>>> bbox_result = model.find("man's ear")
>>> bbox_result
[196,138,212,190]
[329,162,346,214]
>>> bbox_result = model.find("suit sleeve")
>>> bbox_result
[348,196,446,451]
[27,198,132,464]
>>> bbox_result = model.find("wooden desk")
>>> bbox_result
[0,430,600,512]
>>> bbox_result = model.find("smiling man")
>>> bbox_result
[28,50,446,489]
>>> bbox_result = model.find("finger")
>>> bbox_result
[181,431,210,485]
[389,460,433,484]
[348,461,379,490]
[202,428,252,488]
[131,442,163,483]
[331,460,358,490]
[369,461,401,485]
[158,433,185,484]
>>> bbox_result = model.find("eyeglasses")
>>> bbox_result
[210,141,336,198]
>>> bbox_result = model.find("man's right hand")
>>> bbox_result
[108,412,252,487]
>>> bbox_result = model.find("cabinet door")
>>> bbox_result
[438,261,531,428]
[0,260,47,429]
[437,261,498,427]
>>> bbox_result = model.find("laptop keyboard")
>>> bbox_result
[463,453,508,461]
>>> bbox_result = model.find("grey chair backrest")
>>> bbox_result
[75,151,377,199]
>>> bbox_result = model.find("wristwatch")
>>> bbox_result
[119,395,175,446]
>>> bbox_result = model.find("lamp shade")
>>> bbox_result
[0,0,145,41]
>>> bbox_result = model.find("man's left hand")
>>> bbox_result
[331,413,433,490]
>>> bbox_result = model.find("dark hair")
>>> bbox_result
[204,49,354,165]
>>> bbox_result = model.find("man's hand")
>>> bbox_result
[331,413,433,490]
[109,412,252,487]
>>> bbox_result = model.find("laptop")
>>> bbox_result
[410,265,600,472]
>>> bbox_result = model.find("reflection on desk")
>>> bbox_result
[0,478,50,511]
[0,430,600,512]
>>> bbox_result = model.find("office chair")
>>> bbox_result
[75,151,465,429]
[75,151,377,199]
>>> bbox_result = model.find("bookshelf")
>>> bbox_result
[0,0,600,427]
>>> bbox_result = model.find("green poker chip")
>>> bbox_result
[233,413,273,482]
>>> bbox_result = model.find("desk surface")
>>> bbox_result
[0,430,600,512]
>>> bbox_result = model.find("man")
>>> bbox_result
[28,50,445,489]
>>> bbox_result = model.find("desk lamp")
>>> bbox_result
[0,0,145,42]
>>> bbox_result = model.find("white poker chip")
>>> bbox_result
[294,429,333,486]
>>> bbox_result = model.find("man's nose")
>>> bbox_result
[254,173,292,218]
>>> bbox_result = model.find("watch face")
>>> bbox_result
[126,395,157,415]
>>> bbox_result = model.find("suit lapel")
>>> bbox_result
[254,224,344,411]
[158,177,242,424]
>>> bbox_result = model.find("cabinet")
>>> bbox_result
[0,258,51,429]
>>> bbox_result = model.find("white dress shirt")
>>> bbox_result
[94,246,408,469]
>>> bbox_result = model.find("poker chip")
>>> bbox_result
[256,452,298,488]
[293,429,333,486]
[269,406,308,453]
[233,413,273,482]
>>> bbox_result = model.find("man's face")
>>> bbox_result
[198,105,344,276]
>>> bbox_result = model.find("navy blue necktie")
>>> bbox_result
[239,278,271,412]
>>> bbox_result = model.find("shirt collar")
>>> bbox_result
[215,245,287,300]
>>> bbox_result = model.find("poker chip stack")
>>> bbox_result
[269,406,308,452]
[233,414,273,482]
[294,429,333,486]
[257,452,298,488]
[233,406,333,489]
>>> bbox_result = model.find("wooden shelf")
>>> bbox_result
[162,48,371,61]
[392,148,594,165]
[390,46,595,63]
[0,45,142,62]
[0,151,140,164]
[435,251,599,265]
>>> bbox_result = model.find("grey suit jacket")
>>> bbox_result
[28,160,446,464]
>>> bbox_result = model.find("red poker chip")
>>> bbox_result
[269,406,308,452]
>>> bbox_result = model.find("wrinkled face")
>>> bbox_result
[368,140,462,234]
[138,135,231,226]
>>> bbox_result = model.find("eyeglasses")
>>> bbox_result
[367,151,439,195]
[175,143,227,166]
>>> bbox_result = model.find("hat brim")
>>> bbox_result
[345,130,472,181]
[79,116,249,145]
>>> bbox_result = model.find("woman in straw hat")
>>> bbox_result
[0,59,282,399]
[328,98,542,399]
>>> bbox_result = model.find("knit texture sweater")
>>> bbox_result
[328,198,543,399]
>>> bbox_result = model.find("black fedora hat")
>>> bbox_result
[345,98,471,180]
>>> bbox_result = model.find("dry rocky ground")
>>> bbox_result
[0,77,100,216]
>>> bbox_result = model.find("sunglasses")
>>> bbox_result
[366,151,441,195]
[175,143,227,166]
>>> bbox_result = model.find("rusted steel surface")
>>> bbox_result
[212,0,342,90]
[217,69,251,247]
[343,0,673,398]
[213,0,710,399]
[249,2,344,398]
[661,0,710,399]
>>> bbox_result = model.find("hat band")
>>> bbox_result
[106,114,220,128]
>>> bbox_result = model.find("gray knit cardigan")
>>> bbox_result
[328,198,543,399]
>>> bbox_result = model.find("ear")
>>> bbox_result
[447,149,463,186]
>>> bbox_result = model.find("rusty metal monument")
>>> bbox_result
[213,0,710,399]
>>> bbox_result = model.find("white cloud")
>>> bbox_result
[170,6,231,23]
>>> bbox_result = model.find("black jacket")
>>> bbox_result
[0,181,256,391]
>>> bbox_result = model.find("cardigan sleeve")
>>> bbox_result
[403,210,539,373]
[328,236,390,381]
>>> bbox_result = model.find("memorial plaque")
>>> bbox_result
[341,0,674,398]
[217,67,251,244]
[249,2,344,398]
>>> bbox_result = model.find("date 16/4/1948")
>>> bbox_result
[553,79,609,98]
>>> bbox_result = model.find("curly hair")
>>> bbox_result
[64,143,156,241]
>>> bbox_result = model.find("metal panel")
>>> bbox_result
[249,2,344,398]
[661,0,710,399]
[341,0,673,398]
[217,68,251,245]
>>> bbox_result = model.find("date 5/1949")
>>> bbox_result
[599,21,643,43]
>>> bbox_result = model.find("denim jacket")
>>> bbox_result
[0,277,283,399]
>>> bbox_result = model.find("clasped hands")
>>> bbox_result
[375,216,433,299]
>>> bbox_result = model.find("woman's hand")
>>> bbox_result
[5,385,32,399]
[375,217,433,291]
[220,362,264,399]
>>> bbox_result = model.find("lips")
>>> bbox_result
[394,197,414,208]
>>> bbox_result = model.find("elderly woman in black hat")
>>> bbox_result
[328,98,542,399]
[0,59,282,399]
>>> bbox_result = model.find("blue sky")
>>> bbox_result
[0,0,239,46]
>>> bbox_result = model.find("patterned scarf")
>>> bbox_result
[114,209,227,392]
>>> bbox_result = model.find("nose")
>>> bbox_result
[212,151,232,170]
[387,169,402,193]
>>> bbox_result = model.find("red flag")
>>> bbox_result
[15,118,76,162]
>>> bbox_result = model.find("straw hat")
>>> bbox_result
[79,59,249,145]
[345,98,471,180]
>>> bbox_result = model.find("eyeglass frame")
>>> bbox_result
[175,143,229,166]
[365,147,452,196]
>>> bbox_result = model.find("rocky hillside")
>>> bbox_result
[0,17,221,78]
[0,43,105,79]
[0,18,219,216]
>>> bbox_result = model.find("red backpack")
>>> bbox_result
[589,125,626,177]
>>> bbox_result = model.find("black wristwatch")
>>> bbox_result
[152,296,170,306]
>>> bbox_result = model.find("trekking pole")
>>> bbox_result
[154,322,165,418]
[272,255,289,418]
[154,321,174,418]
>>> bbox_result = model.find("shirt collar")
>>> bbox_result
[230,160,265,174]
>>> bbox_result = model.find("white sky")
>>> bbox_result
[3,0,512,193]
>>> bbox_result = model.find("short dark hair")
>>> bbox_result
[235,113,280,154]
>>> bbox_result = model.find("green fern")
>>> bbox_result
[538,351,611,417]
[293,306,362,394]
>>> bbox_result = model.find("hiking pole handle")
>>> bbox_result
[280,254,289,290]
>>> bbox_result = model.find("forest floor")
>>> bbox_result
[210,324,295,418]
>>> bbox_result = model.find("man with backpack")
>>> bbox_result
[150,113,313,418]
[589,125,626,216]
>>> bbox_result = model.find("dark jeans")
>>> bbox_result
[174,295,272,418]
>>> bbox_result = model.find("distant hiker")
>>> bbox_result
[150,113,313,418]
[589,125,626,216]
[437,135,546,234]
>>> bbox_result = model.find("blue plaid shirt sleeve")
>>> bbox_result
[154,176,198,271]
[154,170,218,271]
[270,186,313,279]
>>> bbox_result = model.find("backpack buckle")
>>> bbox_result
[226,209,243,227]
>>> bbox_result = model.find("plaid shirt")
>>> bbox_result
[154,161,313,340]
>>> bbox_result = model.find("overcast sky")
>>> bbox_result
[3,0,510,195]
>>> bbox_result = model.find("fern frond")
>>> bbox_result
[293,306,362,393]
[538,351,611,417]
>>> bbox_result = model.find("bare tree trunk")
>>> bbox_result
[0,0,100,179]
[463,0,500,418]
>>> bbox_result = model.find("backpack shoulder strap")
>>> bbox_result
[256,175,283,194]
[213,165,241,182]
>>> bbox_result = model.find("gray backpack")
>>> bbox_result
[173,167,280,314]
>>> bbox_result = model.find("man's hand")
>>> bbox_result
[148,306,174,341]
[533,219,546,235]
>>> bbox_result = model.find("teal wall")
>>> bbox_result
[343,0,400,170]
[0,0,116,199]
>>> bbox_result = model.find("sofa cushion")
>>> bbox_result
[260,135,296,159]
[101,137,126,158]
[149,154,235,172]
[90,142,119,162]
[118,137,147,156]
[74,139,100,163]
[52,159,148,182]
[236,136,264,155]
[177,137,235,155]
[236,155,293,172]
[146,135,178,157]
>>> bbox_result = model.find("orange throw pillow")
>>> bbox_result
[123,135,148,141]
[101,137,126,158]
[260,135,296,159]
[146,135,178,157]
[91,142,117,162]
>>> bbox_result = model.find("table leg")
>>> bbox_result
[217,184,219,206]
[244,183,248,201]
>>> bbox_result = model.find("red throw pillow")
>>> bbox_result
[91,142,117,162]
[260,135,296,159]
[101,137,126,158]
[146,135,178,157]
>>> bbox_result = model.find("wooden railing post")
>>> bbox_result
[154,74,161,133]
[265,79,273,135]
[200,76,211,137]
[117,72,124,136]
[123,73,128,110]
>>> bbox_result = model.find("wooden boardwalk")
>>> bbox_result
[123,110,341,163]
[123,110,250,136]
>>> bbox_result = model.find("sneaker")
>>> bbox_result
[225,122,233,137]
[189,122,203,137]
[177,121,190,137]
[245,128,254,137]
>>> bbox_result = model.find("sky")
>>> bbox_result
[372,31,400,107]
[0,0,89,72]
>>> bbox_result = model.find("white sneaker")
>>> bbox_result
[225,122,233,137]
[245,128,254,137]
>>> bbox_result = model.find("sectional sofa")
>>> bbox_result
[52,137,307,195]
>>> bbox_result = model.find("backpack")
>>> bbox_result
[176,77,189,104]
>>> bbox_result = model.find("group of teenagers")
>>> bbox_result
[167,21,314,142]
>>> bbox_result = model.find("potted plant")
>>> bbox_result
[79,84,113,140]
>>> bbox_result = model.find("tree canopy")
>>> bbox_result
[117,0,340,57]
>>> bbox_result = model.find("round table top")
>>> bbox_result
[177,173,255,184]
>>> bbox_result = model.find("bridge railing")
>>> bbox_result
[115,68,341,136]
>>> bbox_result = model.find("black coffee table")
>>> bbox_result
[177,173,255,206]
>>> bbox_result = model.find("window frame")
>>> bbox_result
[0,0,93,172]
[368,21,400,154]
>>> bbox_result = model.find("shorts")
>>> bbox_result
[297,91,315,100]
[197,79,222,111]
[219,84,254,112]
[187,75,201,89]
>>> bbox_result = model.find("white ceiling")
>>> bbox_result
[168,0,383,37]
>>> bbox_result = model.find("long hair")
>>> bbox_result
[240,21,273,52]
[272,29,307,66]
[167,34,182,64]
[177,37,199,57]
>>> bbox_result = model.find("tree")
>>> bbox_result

■ ■ ■ ■ ■

* **Given instruction**: Reproduce word for word the lines above, starting at the first line and ending at the line that contains "[119,395,175,446]".

* **Solution below**:
>>> bbox_result = model.find("man's ear")
>>> bbox_result
[196,138,212,190]
[329,162,346,214]
>>> bbox_result = model.find("suit sleeve")
>>> bbox_result
[348,196,446,451]
[27,198,132,464]
>>> bbox_result = model.find("wooden desk")
>>> bbox_result
[0,430,600,512]
>>> bbox_result = model.find("smiling man")
>>> bbox_result
[28,50,446,489]
>>> bbox_result = model.find("finger")
>>> bbox_result
[181,431,210,485]
[389,460,433,484]
[348,461,379,490]
[202,428,252,488]
[131,442,163,483]
[331,460,358,490]
[369,461,401,485]
[158,433,185,484]
>>> bbox_result = model.find("eyeglasses")
>>> bbox_result
[210,141,336,198]
>>> bbox_result = model.find("man's right hand")
>>> bbox_result
[108,412,252,487]
>>> bbox_result = model.find("cabinet door")
>>> bbox_result
[438,261,531,428]
[0,260,47,429]
[437,261,498,427]
>>> bbox_result = model.find("laptop keyboard")
>>> bbox_result
[463,453,508,461]
>>> bbox_result = model.find("grey chair backrest")
>>> bbox_result
[75,151,377,199]
>>> bbox_result = model.find("wristwatch")
>>> bbox_result
[119,395,175,446]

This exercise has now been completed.